**WORK TASK**
In two sentences, summarize the passage below about COVID-19 and the greater Seattle Japanese community.
** Opening PROVIDED PASSAGE block **
What isn’t news to anyone is that the coronavirus continues to linger. If Washington’s COVID-19 history can be thought of as tides, we reached our first high tide of 531 new daily cases on Apr. 3. After that, we ebbed, until setting a new high-water mark on June 19 (620). We later rose to an even higher “King tide” level on July 5 (1071), from which we have not yet entirely receded (July 13; 412).
What is news, however, is how nearly completely the greater Seattle Japanese community has transformed into a virtual one. Thus, its Bon Odori is online (July 18). The Tomodachi Gala of the Japanese Community and Cultural Center of Washington (JCCCW)—its main annual fundraiser—is similarly virtual (Aug. 11). It’s summer camp is on “Zoom,” with sessions scheduled for Aug. 10-14 and Aug. 17-21. Densho, already largely online, is even more so. It will host a “Densho Dinner @ Home” on Oct. 24. The same can be said of the Nisei Veterans Committee, Blaine Memorial Methodist Church, the Japan-America Society… Even at the North American Post–outwardly an old-fashioned, paper-based newspaper—editors and writers mainly see each other in rectangles on computer screens. Otherwise, their documents fly silently to and fro like forest owls.
** Closing PROVIDED PASSAGE block **
** Opening SUPPLIED DATA block **
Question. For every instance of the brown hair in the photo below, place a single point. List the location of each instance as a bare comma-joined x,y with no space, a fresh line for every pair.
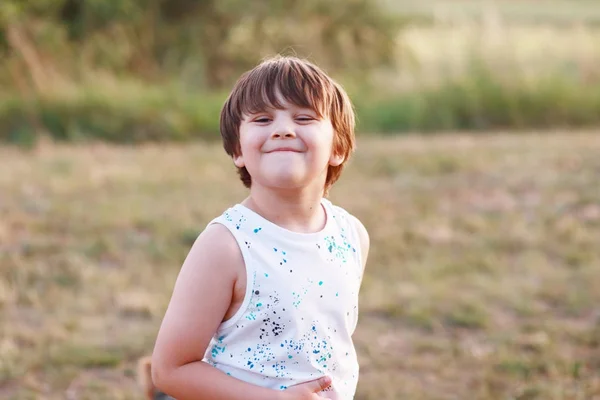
** Closing SUPPLIED DATA block **
**SOLUTION TO THIS TASK**
Washington's daily COVID-19 cases have risen and fallen like tides, from a first peak of 531 on Apr. 3 to 620 on June 19 and 1,071 on July 5, and had not fully receded by July 13 (412). Meanwhile, the greater Seattle Japanese community has gone almost entirely virtual: its Bon Odori, the JCCCW's Tomodachi Gala, and a summer camp on Zoom are online, Densho will host a "Densho Dinner @ Home," and even the North American Post's editors and writers mostly see each other on computer screens.